*Listed records*:
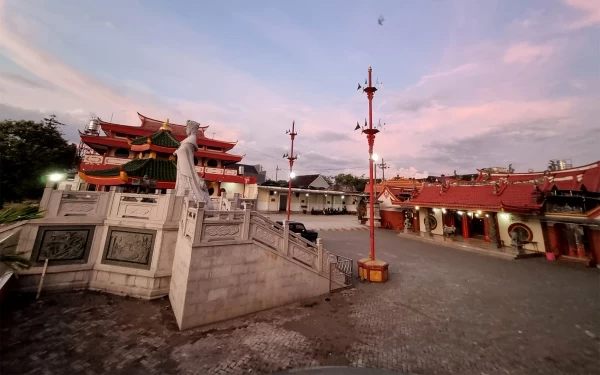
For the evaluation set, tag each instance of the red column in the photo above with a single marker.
(553, 245)
(465, 225)
(486, 229)
(416, 222)
(594, 238)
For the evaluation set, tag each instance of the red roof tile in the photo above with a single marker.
(569, 179)
(477, 196)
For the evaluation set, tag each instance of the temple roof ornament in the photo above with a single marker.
(166, 126)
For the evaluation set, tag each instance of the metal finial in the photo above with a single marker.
(165, 125)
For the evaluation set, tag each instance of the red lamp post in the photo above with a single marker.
(291, 159)
(370, 268)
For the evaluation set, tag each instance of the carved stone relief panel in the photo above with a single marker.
(265, 237)
(129, 247)
(221, 230)
(63, 244)
(132, 210)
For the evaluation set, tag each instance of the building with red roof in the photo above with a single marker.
(134, 156)
(554, 211)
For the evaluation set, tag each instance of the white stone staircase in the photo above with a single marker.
(231, 263)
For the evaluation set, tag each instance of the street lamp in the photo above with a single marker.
(56, 177)
(370, 268)
(291, 157)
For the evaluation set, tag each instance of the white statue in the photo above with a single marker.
(187, 177)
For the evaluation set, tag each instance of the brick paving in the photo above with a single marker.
(443, 311)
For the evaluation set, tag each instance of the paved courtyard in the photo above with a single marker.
(443, 311)
(323, 222)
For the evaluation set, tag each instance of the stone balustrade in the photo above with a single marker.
(57, 203)
(147, 207)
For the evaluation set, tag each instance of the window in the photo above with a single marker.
(300, 227)
(122, 153)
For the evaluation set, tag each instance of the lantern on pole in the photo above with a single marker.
(371, 268)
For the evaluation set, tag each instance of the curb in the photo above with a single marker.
(340, 229)
(473, 249)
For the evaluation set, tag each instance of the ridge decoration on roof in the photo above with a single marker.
(162, 138)
(156, 169)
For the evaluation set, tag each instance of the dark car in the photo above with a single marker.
(299, 228)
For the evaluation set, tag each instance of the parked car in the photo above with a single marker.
(299, 228)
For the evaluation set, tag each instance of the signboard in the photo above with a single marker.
(213, 170)
(94, 159)
(116, 161)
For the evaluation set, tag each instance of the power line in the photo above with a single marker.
(307, 169)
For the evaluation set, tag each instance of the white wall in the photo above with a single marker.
(438, 216)
(385, 202)
(505, 220)
(320, 182)
(232, 188)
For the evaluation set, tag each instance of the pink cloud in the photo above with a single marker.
(589, 13)
(525, 53)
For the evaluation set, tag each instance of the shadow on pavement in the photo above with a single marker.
(336, 371)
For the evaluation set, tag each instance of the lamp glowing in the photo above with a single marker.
(55, 177)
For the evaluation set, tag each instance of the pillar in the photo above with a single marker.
(416, 222)
(553, 244)
(486, 229)
(426, 222)
(493, 228)
(465, 223)
(594, 238)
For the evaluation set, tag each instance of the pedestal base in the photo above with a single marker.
(375, 271)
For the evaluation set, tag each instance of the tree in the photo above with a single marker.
(28, 151)
(350, 181)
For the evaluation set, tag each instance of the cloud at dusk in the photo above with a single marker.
(465, 86)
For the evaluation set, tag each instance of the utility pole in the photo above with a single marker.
(291, 157)
(370, 268)
(383, 167)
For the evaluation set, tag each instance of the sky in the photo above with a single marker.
(466, 84)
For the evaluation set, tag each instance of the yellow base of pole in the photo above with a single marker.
(373, 270)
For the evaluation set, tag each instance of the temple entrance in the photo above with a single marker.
(283, 202)
(478, 227)
(458, 218)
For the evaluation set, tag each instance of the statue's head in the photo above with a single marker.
(191, 127)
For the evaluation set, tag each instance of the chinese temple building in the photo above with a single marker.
(556, 212)
(142, 156)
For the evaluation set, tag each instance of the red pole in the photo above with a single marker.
(371, 139)
(291, 158)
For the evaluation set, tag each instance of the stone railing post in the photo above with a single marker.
(170, 199)
(47, 193)
(286, 237)
(320, 254)
(246, 231)
(199, 223)
(236, 201)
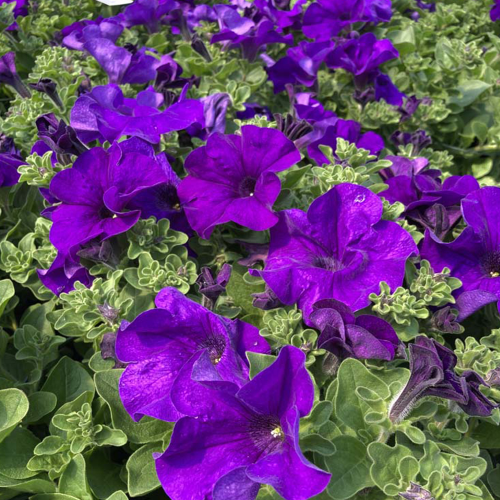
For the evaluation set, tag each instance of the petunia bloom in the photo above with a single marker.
(233, 178)
(123, 66)
(239, 439)
(300, 65)
(241, 32)
(179, 341)
(430, 203)
(326, 18)
(10, 161)
(362, 57)
(340, 249)
(345, 335)
(474, 257)
(432, 368)
(104, 114)
(9, 76)
(94, 193)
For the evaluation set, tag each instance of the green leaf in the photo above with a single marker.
(6, 293)
(73, 480)
(259, 362)
(142, 477)
(15, 453)
(349, 407)
(103, 475)
(393, 467)
(350, 468)
(39, 484)
(41, 404)
(146, 431)
(53, 496)
(318, 444)
(241, 292)
(67, 380)
(403, 40)
(494, 480)
(319, 415)
(14, 406)
(469, 92)
(118, 495)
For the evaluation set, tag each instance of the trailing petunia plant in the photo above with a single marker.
(250, 250)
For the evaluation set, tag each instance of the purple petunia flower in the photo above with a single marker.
(432, 204)
(495, 11)
(147, 13)
(241, 32)
(432, 369)
(345, 335)
(9, 76)
(327, 18)
(162, 201)
(124, 66)
(474, 257)
(233, 178)
(242, 438)
(340, 249)
(94, 193)
(104, 114)
(362, 57)
(10, 160)
(174, 346)
(300, 65)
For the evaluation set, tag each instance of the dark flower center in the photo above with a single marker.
(491, 264)
(328, 263)
(215, 345)
(247, 187)
(266, 432)
(105, 213)
(167, 198)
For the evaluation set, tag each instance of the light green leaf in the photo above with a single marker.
(41, 404)
(146, 431)
(350, 468)
(259, 362)
(67, 380)
(14, 406)
(73, 480)
(393, 467)
(142, 477)
(6, 293)
(15, 453)
(469, 92)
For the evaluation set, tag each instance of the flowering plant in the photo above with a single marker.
(250, 250)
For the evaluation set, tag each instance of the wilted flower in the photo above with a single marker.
(340, 249)
(180, 340)
(345, 335)
(236, 440)
(432, 369)
(233, 178)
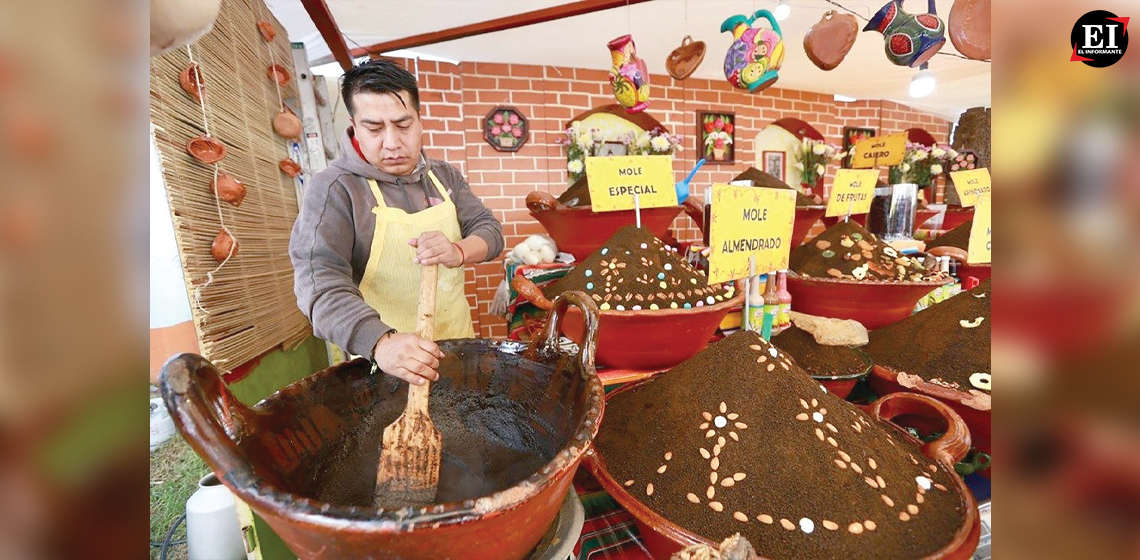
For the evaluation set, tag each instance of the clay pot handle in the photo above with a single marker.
(952, 446)
(953, 252)
(548, 342)
(539, 201)
(205, 412)
(695, 211)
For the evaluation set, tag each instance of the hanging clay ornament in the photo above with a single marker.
(190, 79)
(286, 124)
(224, 246)
(278, 74)
(828, 41)
(229, 189)
(968, 26)
(290, 167)
(206, 149)
(911, 39)
(684, 59)
(756, 54)
(267, 31)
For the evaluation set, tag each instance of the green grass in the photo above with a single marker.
(174, 473)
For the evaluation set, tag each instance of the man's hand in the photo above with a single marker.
(408, 357)
(433, 248)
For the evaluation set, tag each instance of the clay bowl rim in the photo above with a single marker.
(408, 519)
(798, 277)
(923, 387)
(596, 464)
(847, 376)
(734, 301)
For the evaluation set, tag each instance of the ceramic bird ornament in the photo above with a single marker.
(756, 54)
(911, 39)
(628, 75)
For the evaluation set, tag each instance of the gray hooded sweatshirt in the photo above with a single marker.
(332, 238)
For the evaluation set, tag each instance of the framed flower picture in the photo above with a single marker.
(505, 129)
(853, 135)
(716, 135)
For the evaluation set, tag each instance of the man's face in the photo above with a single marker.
(389, 131)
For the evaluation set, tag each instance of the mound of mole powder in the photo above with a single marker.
(848, 251)
(946, 343)
(634, 270)
(819, 359)
(739, 439)
(958, 237)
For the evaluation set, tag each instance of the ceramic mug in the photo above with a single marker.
(756, 54)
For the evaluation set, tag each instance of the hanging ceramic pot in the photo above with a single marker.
(278, 74)
(288, 167)
(911, 39)
(828, 41)
(267, 31)
(287, 124)
(756, 53)
(969, 27)
(174, 23)
(684, 59)
(224, 246)
(628, 75)
(206, 149)
(190, 80)
(228, 189)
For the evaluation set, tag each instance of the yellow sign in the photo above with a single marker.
(979, 250)
(970, 185)
(615, 180)
(749, 221)
(852, 192)
(879, 152)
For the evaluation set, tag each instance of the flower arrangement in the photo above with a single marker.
(505, 129)
(813, 157)
(581, 143)
(921, 164)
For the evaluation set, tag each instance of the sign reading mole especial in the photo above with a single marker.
(749, 221)
(615, 180)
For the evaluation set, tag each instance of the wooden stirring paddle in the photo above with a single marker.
(409, 460)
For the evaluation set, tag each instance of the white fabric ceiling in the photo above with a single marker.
(658, 27)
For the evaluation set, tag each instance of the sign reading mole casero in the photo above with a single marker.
(615, 180)
(749, 222)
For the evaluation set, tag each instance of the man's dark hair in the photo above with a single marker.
(379, 76)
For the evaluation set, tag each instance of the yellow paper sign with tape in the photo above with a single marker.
(971, 185)
(615, 180)
(884, 151)
(852, 192)
(749, 221)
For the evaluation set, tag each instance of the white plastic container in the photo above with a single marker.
(212, 530)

*To be done*: Copy only this span: the line that contains "For the evaluation set, tag each instance of the ceramic mug", the last line, and every line between them.

*Solution*:
For the evaluation set, tag each instance of the ceramic mug in the photo above with a single marker.
(756, 54)
For the evaluation set, tag each instance of the hanging ceramic pot in the photo above with a single marker.
(278, 74)
(288, 167)
(911, 39)
(828, 41)
(267, 31)
(287, 124)
(756, 53)
(969, 27)
(174, 23)
(684, 59)
(224, 246)
(628, 75)
(206, 149)
(190, 80)
(228, 189)
For the evaluation set, tag each instance of the yellow sign in the photo above with a single marker.
(979, 250)
(970, 185)
(615, 180)
(749, 221)
(852, 192)
(879, 152)
For the evaluation set, tag each instance of the flower arrangement in the photo above with a single marker.
(505, 129)
(813, 157)
(581, 143)
(921, 164)
For the evaluation set, tag each instance of the sign reading mole especial in the photo above with a single marker.
(749, 221)
(615, 180)
For the evaluation set, tag each instance of the wooden stirring paddle in the photo above with a single marker.
(409, 460)
For the evaluation set, tag each instance of the white fabric ceiling in the photo above with a single marker.
(658, 27)
For the evaluation set, tag each instance of the sign reading mole casero in the photo above with a single marker.
(615, 180)
(749, 222)
For the evaluation set, tag each instance of the man's dark hair in the photo above with a single marker.
(379, 76)
For the evaluation set, tag each instance of the yellow paper sign with tape in the photo above with a single marker.
(971, 185)
(615, 180)
(884, 151)
(852, 192)
(749, 221)
For the evaluation set, tag each instance of the white plastic container in the photo above with a single marker.
(212, 530)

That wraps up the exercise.